Ad aggiudicarsi questa edizione è stato Manuel Maria Perrone, con l’opera in podcast Cristo si è fermato a Seveso, andata in onda per la Radio Svizzera Italiana. Gli abbiamo rivolto alcune domande.

Di cosa parla “Cristo si è fermato a Seveso?”
Racconta la storia di mio padre, che quando si è materializzato il dramma di Seveso aveva 19 anni, e ha deciso di dedicarsi alla medicina del lavoro epidemiologico come strumento politico, divenendo allievo all’Università Statale di Milano di Giulio Alfredo Maccacaro, che prima di diventare medico è stato partigiano e che ha portato, come Basaglia nella psichiatria, questioni fortemente politiche nella medicina tradizionale, per fondare poi “Medicina democratica” insieme a Luigi Mara. Da qui l’impegno di mio padre nelle prime denunce di casi asbestosi, un’azione diretta tra lavoro e salute, sino a quel momento limitata nella storia dell’epidemiologia alle malattie stagionali.

Come procede la narrazione?
Dopo l’adesione di mio padre a Medicina democratica, cerco di raccontare anche attraverso licenze poetiche quanto avvenuto, perché non si tratta di un’inchiesta giornalista, non sono un giornalista ma un drammaturgo; ho dunque tentato di costruire una sorta di solfeggio emotivo, in questo favorito anche dal mezzo radiofonico, che mi ha permesso molti linguaggi e un certo eclettismo, con l’obiettivo di imbarcare gli ascoltatori in questo viaggio narrativo.

Poi però si ammala anche suo padre…
Sì, di cancro ai polmoni a trent’anni. E durante la ricerca del materiale ho ritrovato un’intervista in cui denuncia il suo male come conseguenza del luogo in cui ha vissuto, nei pressi del fiume Ticino, a ridosso della Brianza. Un’aria non proprio salubre…

Anche in “Cristo si è fermato a Seveso” si parla di questo?
Mi chiedo anche quali siano le vere ragioni di quello strano cancro, anche perché mio padre muore nel 1991, e dopo un decennio iniziano le prime inchieste sulla Terra dei fuochi, sulla diossina sotterrata dalla Camorra, dove ho trovato un legame con quanto accaduto a Seveso, quando dei bidoni di diossina scomparvero nel nulla, per poi essere ritrovati tra le mani di un mafioso marsigliese che si occupava di uno smaltimento di rifiuti tossici in maniera piuttosto ambigua.

RIGHE FORNITE>
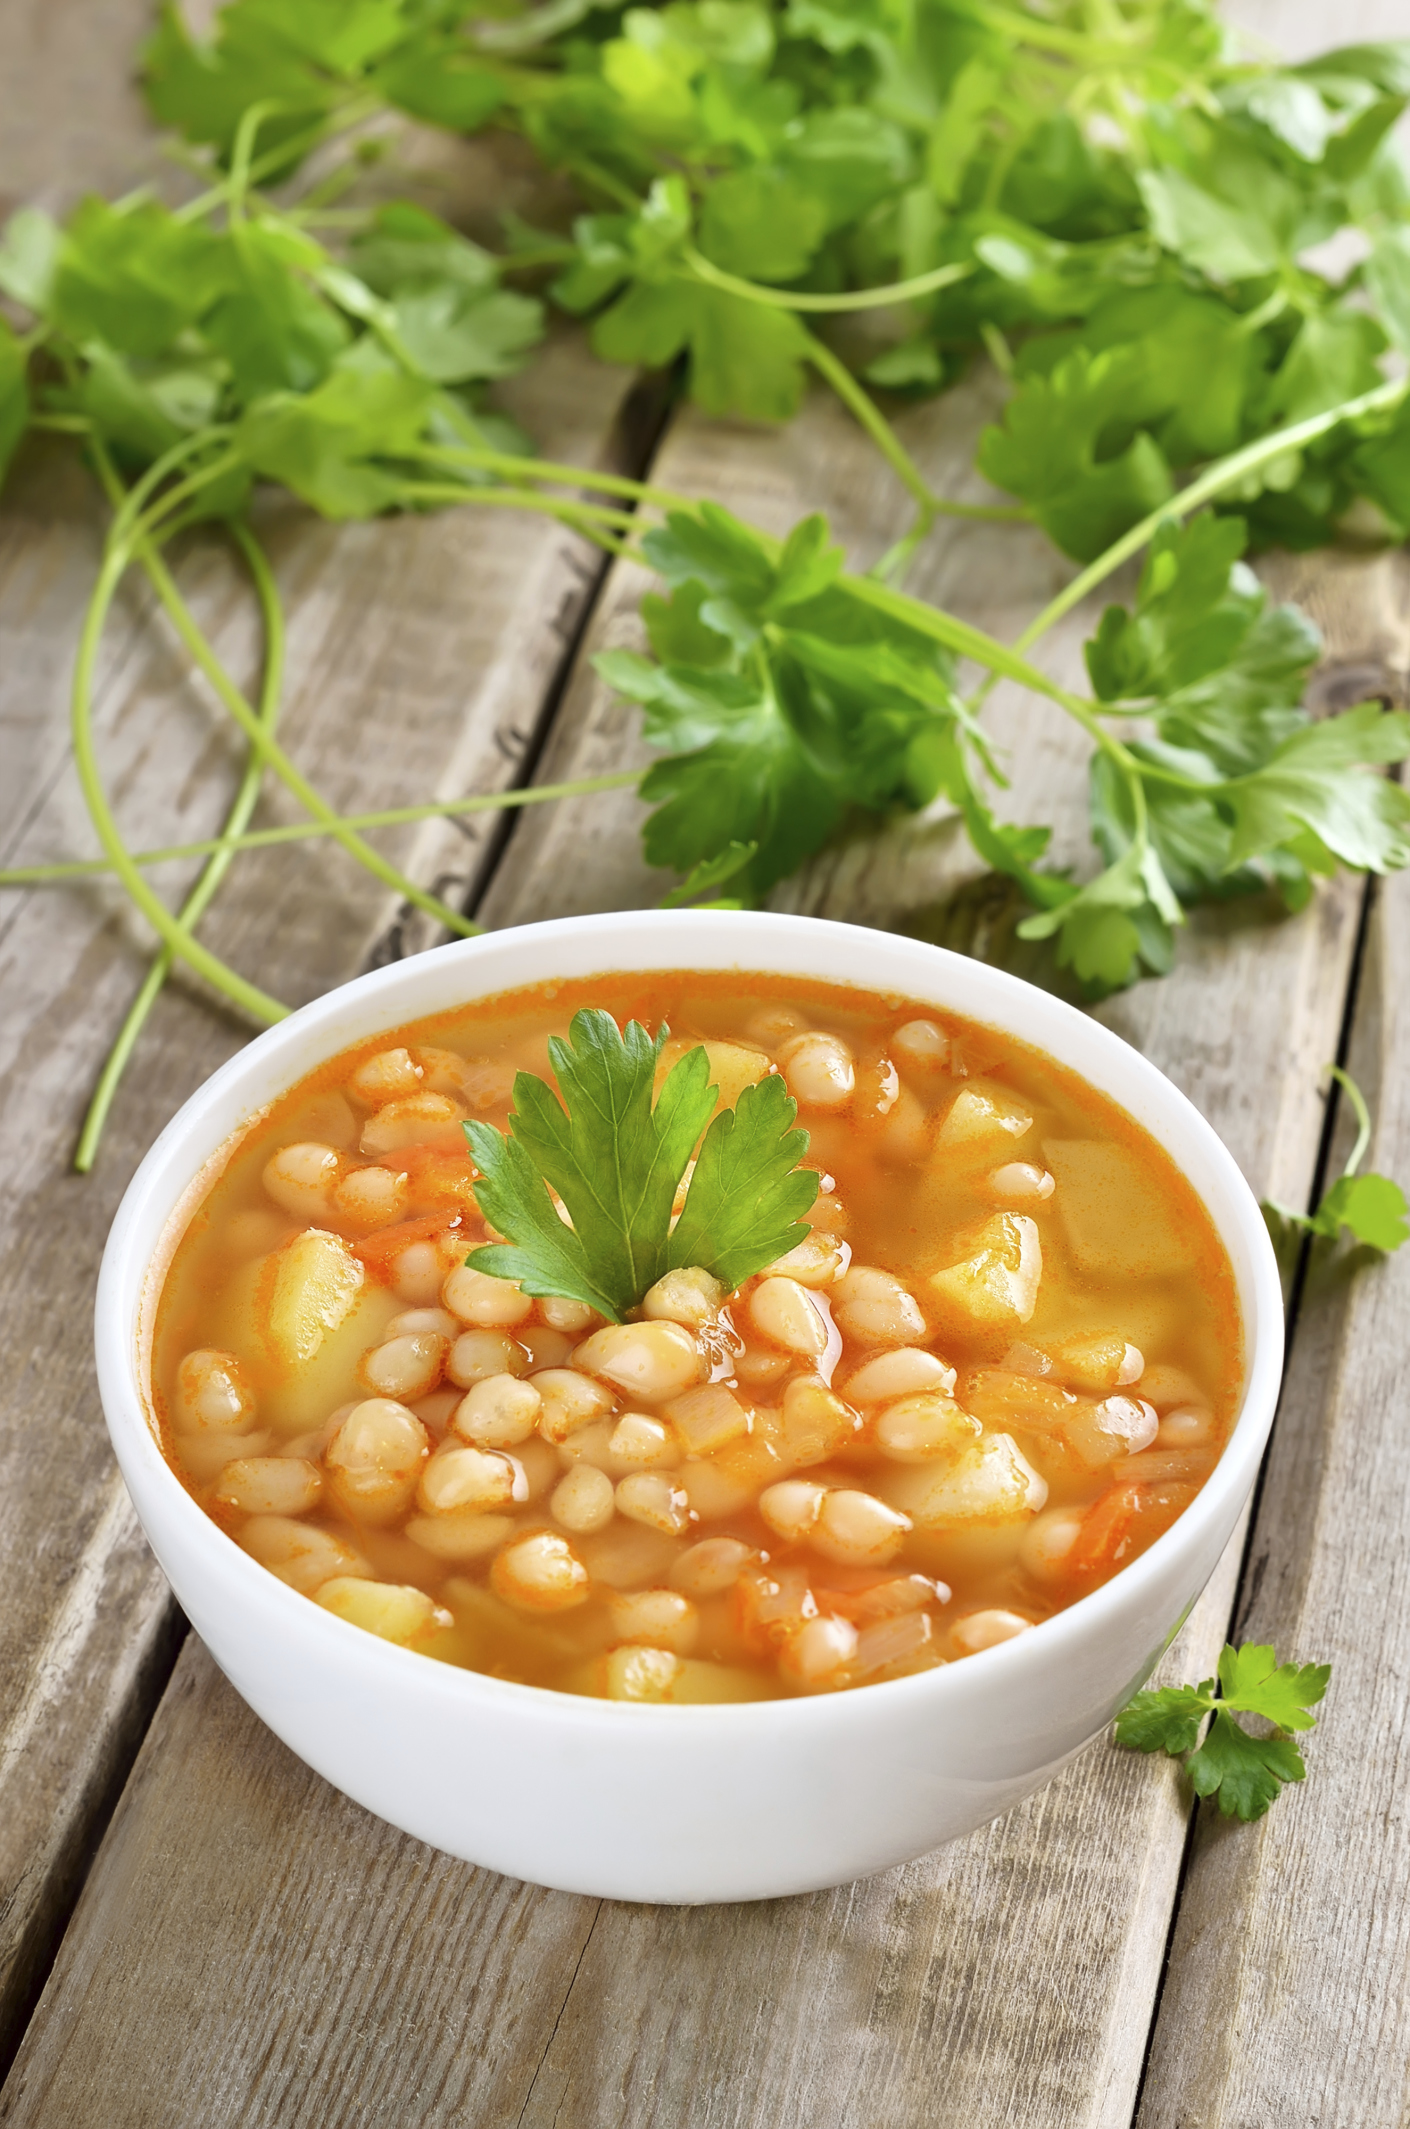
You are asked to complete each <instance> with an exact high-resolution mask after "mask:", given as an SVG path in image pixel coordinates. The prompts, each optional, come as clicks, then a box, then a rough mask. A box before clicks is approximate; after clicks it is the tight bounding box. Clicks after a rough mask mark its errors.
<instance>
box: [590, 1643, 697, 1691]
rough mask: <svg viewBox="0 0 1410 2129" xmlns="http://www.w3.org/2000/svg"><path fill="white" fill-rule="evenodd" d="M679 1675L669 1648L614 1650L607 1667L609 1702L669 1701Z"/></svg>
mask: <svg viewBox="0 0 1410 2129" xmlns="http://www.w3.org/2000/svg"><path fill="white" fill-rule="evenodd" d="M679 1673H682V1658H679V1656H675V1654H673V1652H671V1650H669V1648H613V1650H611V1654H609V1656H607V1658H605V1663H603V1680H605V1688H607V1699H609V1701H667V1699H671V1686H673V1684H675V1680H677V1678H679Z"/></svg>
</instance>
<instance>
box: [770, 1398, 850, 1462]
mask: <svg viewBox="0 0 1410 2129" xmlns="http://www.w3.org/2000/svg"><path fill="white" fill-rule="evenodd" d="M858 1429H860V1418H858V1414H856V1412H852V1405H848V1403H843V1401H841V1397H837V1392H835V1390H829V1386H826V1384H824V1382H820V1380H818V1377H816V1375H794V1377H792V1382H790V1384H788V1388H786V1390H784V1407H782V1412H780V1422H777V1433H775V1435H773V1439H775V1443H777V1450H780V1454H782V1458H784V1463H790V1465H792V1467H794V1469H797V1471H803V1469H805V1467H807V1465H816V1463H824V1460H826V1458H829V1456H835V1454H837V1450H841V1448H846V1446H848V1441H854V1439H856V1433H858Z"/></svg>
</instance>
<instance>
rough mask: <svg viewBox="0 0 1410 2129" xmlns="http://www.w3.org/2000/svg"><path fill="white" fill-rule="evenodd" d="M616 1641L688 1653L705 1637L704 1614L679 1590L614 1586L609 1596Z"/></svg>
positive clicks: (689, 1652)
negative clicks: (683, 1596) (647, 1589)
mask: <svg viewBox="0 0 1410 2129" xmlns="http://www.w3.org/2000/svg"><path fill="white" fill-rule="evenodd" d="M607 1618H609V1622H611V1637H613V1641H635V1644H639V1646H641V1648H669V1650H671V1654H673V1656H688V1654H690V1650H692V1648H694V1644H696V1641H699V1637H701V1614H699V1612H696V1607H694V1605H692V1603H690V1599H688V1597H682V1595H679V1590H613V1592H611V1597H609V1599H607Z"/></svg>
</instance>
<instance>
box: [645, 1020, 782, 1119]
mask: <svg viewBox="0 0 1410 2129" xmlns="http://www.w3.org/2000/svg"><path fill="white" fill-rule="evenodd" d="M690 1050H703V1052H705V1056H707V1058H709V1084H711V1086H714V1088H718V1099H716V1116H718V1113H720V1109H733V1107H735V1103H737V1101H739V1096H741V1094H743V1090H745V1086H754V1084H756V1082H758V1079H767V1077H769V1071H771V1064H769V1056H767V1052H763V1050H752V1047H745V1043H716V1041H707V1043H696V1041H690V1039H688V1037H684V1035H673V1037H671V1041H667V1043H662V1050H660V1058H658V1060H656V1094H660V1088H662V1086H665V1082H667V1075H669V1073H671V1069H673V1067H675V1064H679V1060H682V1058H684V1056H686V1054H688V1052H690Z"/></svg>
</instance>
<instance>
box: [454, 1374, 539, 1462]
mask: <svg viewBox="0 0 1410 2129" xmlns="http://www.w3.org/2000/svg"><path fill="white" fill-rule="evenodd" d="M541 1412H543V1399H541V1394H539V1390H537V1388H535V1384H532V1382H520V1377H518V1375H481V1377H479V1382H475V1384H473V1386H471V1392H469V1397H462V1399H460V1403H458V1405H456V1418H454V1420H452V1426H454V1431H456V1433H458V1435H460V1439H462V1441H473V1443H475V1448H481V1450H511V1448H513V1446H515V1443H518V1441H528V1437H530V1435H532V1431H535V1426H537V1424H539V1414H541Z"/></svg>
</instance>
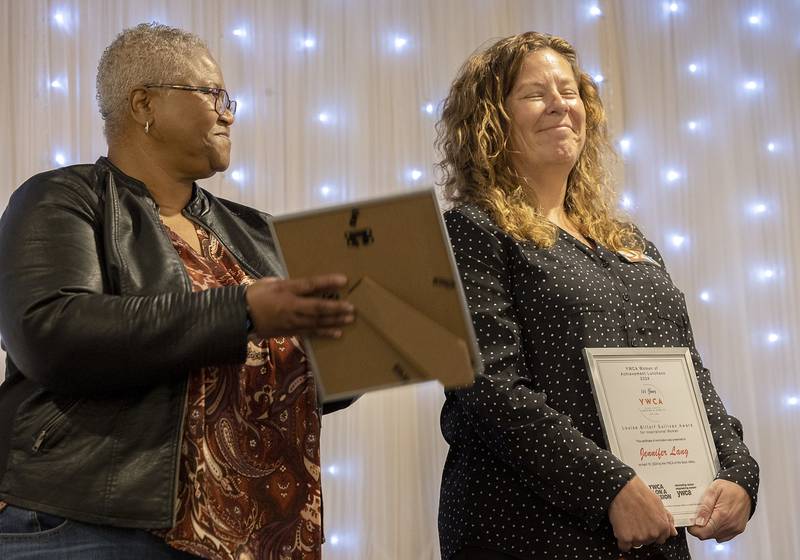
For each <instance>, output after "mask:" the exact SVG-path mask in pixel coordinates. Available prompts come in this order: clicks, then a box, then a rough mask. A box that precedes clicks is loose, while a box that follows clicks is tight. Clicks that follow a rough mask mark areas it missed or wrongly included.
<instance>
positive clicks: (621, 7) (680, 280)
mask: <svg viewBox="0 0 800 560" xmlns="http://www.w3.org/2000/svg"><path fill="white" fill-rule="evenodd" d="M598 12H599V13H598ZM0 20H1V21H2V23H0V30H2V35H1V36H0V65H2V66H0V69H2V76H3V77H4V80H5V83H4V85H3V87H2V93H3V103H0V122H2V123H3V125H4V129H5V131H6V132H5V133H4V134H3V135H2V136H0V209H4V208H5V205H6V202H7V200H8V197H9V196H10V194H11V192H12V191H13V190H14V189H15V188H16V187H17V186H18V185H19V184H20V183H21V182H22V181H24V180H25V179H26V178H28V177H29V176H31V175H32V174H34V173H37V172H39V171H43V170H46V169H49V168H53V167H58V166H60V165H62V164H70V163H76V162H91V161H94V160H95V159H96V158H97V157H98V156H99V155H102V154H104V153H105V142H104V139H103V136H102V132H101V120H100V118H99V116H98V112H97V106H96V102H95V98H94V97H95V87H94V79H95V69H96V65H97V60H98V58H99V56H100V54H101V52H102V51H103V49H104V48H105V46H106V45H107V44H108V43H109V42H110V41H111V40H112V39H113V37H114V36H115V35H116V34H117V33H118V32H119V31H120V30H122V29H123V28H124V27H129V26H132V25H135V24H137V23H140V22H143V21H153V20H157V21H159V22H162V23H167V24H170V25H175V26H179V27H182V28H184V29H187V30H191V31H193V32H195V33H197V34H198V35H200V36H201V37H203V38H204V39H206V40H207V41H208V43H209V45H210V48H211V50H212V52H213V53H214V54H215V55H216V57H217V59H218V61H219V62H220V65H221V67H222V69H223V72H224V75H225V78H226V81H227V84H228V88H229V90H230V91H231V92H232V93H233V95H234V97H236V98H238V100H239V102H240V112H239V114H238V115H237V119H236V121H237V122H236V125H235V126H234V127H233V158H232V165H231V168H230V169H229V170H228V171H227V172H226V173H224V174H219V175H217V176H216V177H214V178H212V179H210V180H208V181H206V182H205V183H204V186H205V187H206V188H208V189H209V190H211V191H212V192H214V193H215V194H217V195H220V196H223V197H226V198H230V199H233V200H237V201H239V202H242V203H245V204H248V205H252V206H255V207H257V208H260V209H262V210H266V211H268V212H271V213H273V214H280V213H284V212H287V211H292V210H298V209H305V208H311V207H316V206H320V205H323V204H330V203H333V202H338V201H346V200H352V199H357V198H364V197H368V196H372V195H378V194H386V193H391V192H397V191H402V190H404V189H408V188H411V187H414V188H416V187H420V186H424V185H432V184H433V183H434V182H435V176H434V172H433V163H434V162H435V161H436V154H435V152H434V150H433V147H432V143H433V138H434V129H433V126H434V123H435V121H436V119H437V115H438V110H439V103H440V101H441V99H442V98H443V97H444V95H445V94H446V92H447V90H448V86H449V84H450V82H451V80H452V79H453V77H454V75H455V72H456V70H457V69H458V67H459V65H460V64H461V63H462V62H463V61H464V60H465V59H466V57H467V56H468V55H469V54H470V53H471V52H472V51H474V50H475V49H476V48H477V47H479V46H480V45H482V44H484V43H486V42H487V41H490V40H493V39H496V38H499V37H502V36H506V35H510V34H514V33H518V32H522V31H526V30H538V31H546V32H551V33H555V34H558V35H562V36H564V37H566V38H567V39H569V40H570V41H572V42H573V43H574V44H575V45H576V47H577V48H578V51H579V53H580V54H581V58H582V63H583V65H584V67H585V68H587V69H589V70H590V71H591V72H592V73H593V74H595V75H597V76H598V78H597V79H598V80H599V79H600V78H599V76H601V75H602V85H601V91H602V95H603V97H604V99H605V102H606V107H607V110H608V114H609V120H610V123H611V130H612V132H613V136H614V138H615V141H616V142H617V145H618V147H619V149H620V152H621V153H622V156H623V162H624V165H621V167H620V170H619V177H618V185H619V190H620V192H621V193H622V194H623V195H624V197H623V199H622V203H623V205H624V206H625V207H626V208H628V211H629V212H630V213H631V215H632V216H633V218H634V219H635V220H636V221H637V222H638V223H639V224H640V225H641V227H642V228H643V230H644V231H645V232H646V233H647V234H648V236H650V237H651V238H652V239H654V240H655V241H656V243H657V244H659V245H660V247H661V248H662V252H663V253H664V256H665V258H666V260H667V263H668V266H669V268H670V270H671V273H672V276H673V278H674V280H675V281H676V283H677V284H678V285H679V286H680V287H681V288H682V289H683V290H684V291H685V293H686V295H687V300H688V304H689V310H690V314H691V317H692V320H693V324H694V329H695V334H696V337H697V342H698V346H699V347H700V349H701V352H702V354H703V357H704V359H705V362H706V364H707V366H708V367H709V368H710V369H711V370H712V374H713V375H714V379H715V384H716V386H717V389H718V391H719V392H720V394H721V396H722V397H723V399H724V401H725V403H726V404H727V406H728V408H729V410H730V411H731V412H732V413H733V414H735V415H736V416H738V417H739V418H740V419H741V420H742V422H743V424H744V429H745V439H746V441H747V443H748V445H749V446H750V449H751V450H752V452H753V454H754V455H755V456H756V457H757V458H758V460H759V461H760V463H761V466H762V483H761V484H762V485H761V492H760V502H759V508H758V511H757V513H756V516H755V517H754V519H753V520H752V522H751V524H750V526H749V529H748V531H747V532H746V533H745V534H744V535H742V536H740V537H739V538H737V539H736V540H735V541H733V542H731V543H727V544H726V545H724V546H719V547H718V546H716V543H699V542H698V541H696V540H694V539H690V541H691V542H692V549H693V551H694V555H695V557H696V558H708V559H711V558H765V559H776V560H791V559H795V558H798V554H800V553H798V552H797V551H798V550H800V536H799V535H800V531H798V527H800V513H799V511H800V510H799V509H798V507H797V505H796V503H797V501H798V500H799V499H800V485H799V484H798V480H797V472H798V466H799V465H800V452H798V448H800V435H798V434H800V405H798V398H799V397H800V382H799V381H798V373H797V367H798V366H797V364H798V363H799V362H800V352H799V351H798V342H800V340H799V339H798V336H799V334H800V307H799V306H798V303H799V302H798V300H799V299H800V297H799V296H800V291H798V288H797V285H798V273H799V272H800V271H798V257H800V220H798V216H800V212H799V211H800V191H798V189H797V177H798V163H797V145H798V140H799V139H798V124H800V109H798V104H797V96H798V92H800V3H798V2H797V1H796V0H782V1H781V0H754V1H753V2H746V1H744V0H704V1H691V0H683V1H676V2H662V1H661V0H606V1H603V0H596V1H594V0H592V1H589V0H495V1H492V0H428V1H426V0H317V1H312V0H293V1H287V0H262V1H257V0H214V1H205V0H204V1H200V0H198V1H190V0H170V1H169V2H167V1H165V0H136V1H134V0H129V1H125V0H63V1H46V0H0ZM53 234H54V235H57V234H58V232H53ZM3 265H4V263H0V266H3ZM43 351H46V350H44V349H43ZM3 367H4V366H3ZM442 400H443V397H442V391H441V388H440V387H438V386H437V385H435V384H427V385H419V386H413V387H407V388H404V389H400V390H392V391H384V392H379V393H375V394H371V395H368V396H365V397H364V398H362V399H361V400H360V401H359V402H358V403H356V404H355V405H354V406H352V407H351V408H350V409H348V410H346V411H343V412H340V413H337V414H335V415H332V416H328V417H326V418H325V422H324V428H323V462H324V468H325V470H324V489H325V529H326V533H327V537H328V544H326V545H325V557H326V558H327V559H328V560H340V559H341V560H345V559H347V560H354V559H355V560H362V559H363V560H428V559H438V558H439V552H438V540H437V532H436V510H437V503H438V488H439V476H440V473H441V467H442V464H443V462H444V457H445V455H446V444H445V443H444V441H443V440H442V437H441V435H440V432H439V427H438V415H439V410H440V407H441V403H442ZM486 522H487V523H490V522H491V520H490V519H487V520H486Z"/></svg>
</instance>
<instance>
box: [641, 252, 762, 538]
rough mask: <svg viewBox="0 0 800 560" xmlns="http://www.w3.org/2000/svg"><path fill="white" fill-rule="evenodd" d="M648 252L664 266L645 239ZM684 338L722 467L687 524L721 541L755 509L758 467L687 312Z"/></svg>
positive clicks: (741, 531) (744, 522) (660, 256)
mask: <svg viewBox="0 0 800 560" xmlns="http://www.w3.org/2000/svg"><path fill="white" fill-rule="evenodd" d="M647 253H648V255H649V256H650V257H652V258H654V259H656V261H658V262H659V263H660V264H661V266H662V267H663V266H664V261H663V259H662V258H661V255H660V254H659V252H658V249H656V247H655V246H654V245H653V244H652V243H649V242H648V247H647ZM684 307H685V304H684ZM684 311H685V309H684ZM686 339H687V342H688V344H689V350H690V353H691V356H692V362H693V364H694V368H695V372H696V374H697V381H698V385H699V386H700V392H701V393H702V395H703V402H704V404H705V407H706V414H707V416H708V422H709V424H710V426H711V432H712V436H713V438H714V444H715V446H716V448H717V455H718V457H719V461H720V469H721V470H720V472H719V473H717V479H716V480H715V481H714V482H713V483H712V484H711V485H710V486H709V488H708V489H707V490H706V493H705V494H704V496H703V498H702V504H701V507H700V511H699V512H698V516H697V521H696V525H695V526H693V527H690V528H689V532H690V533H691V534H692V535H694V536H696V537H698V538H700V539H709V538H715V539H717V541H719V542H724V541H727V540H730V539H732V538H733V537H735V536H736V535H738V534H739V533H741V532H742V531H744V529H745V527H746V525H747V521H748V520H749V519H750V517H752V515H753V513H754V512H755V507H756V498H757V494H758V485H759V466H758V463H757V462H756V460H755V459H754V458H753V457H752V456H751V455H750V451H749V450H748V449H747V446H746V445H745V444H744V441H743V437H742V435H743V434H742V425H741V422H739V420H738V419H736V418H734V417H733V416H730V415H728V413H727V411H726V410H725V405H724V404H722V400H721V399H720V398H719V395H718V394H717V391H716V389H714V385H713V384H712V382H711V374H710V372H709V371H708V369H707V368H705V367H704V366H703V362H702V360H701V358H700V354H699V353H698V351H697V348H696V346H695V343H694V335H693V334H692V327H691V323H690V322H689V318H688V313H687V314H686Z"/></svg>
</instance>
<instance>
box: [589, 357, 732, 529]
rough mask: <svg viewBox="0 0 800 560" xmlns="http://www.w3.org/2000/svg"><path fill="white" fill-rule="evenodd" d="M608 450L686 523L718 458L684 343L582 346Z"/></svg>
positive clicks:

CONSEGNA 1>
Rispondi a queste domande sull'intervista a Manuel Maria Perrone:
(a) Quanti anni aveva il padre di Perrone quando si è verificato il dramma di Seveso?
(b) Per quale radio è andata in onda l'opera?
(c) In che anno muore il padre di Perrone?
CONSEGNA 2>
Prosegui l'intervista a Manuel Maria Perrone su "Cristo si è fermato a Seveso" partendo dall'ultima frase riportata.

RISPOSTA 1>
(a) 19 anni.
(b) Per la Radio Svizzera Italiana.
(c) Nel 1991.

RISPOSTA 2>
Il registro narrativo utilizzato risulta molto efficace all’ascolto. C’è qualche particolare fonte d’ispirazione?
Se devo fare un nome dico Carlo Ginzburg, nel senso che ho cercato di ripercorrere la vena dello storico a caccia della sua preda. Nel podcast cerco di capire le motivazioni esistenti tra la fine degli anni ’70 e i primi anni ’80, quella enorme volontà rivoluzionaria che accompagnava una visione forte del far politica come militanti di base, in fabbrica, a stretto contatto con la vera realtà del lavoro. Poi cerco di scavare ancora più indietro, tornando al tempo del miracolo italiano, quando si credeva in modo cieco al potere del progresso senza guardare troppo alle conseguenze, anche fisiche, nei confronti delle persone.

E oggi?
Sono voluto arrivare anche alla nostra epoca, quella di un quarantenne del 2020 cresciuto con la fine degli ideali. Oggi sicuramente c’è più coscienza dei danni provocati da queste cose, ma abbiamo anche accumulato un pericoloso ritardo, e credo un certo fatalismo.

Nell’epoca dello strapotere dell’immagine, veicolare in audio il proprio lavoro contiene ancora una sua fora?
Sono assolutamente convinto di questo. La radio è uno strumento incredibile, che offre ancora la possibilità di cercare materiali di archivio preziosi, sotto varie forme. Faccio l’esempio delle pubblicità progresso sulle prime centrali nucleari d’Italia, utilizzate in questo mio sonoro, che secondo me restituiscono i sapori di un’epoca, suoni che ricreano un’atmosfera che soltanto la radio può riprodurre in un certo modo.

Ci sono nuovi progetti in vista, legati a “Cristo si è fermato a Seveso”?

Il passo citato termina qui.